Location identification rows
○ ○ ○

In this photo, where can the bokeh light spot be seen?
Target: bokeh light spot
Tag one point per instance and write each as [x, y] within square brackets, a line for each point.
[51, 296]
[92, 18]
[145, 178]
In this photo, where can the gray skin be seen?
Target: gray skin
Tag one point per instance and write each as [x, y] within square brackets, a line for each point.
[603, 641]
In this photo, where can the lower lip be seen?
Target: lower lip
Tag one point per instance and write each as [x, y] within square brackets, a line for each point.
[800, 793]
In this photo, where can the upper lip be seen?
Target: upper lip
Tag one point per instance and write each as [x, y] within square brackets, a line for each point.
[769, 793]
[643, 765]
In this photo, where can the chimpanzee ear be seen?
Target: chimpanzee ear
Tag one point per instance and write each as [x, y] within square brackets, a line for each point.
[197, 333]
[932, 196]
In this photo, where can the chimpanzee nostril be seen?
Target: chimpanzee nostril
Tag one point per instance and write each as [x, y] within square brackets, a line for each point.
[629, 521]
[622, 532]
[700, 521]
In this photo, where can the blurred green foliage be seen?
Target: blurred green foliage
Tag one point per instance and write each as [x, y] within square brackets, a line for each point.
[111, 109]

○ ○ ○

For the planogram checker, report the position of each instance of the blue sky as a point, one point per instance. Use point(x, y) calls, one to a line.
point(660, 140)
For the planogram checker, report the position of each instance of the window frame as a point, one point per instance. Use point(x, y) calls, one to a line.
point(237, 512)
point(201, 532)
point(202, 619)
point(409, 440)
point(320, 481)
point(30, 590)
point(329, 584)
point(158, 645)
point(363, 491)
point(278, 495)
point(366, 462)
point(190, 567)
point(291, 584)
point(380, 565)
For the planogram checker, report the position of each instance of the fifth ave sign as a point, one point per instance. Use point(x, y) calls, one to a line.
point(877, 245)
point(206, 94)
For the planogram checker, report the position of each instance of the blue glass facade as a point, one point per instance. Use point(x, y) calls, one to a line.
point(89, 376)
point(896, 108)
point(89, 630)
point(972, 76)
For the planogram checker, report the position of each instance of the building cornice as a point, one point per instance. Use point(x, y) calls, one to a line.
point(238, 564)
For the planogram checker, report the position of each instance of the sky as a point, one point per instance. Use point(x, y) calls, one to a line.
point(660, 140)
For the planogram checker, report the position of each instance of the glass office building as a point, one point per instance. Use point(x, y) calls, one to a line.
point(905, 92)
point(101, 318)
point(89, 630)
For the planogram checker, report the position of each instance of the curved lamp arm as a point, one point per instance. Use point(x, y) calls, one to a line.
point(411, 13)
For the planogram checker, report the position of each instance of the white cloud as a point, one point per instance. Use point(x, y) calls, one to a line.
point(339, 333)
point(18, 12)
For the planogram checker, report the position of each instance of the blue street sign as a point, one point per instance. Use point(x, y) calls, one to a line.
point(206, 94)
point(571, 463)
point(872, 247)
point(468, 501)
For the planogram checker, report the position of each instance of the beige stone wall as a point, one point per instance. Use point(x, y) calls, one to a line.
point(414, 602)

○ ○ ○

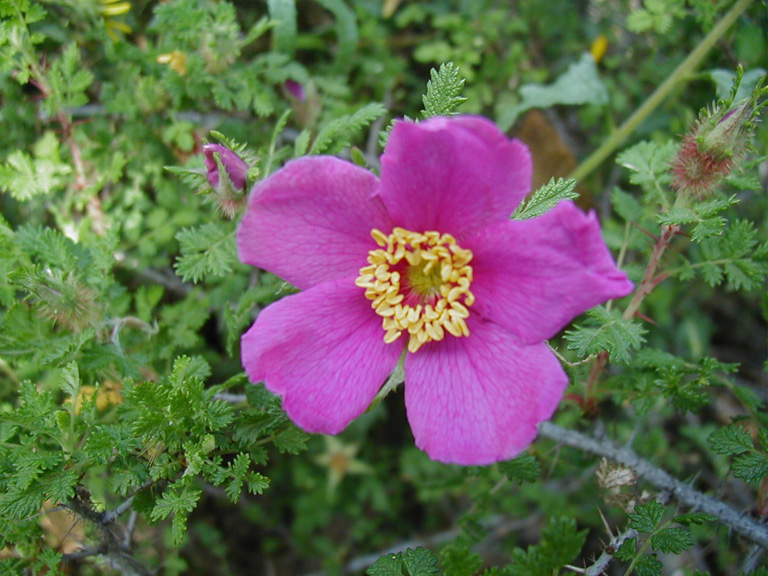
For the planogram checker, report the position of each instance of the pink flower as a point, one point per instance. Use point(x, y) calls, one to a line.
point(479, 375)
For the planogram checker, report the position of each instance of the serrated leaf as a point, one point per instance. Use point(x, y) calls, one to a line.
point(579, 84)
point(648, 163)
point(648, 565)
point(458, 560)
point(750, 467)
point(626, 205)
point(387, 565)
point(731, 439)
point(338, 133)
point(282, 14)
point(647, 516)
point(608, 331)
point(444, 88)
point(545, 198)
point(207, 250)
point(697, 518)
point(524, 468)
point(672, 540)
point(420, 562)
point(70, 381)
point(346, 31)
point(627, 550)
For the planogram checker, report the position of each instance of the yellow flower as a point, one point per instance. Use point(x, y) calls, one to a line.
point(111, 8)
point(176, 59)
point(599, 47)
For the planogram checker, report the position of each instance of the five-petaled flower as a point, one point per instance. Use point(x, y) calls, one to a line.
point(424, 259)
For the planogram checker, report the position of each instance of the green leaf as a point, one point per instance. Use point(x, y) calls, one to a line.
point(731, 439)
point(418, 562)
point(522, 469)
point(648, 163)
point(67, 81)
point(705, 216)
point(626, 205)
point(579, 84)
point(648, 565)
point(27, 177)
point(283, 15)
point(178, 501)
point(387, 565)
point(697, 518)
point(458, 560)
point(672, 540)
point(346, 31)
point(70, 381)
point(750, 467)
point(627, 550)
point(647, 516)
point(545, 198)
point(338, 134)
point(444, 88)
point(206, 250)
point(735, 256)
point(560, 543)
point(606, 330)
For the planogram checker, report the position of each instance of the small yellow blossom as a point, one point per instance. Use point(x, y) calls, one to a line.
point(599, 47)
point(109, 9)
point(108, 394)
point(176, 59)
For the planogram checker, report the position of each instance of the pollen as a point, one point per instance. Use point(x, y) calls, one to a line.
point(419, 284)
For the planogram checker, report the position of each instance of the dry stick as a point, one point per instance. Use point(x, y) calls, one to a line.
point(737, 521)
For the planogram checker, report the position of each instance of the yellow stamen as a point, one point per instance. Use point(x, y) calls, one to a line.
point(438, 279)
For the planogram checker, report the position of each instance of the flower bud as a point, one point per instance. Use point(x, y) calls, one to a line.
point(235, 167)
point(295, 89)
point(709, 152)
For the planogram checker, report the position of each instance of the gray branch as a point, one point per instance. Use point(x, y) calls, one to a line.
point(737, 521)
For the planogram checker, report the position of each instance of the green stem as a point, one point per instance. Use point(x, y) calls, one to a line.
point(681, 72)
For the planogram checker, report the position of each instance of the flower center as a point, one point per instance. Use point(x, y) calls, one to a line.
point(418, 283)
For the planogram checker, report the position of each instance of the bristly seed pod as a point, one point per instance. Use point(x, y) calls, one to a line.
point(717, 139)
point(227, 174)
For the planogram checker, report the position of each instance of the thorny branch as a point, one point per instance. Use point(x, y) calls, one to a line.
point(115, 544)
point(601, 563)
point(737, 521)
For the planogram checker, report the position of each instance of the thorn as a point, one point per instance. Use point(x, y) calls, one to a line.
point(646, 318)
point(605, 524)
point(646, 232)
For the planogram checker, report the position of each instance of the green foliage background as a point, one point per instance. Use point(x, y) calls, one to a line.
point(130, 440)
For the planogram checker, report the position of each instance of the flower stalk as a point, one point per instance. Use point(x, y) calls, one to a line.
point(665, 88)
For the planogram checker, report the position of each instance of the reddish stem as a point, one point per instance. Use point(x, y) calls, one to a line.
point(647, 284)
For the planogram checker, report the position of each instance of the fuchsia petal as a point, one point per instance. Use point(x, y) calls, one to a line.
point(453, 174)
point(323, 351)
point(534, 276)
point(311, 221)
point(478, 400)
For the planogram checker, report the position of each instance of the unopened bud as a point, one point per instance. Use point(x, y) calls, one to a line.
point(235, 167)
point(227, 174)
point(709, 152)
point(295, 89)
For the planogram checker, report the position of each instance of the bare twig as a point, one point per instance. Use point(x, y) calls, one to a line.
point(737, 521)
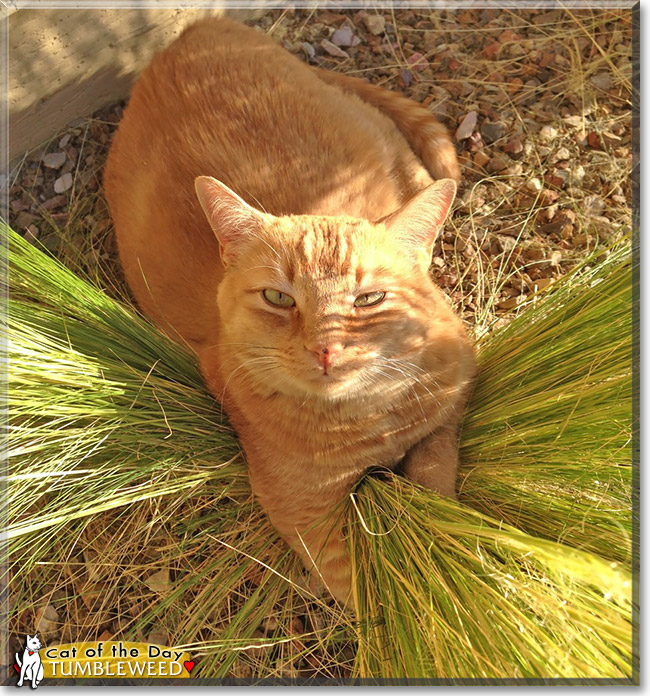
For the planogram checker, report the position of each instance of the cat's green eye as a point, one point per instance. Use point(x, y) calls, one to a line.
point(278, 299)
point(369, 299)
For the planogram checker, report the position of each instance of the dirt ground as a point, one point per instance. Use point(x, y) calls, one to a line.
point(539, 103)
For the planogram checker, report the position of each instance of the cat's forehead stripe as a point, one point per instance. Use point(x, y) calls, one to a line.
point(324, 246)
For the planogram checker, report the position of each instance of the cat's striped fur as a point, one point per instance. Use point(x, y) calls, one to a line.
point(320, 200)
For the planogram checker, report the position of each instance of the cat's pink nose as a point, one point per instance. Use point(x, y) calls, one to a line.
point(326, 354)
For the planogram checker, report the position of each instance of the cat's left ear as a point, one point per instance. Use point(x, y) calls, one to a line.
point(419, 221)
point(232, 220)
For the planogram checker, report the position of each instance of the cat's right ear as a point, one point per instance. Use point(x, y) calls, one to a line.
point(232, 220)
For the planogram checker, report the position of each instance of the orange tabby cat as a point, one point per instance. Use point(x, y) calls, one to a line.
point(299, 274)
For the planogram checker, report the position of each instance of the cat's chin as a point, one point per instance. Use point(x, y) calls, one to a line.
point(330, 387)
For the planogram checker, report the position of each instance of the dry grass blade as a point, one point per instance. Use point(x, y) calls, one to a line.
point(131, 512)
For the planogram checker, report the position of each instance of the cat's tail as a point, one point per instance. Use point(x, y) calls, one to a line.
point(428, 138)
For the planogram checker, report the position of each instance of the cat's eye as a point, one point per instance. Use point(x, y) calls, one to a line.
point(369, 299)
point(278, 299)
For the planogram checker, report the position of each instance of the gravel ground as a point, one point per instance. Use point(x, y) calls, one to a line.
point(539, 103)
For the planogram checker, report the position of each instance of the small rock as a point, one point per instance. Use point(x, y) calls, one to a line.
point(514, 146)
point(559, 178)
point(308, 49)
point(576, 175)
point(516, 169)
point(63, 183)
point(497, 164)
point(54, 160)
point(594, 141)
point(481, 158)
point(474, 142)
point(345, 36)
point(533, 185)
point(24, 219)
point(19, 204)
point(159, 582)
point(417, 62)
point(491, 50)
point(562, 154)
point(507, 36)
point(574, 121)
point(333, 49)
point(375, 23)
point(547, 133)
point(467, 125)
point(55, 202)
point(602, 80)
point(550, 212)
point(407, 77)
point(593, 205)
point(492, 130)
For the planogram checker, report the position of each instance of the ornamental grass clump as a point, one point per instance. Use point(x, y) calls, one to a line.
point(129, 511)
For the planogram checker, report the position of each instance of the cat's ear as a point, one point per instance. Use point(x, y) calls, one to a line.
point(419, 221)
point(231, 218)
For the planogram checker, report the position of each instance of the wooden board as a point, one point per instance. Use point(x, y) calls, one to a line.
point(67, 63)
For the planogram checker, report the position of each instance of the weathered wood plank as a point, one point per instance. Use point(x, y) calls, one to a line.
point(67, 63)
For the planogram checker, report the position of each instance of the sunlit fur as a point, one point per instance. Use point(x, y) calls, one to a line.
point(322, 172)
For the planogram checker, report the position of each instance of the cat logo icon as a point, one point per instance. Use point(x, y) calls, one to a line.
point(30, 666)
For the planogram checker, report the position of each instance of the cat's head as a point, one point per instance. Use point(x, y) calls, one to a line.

○ ○ ○

_JOB_.
Please format the lines from the one containing "the blue street" through the one containing "point(468, 501)", both included, as a JSON list of strings with one string per line, leaving out any blank lines.

_TASK ANSWER_.
[
  "For the planogram checker, report the position of each instance of the blue street sign as a point, one point per instance. Use point(x, y) calls, one to a line.",
  "point(206, 94)",
  "point(571, 463)",
  "point(872, 247)",
  "point(468, 501)"
]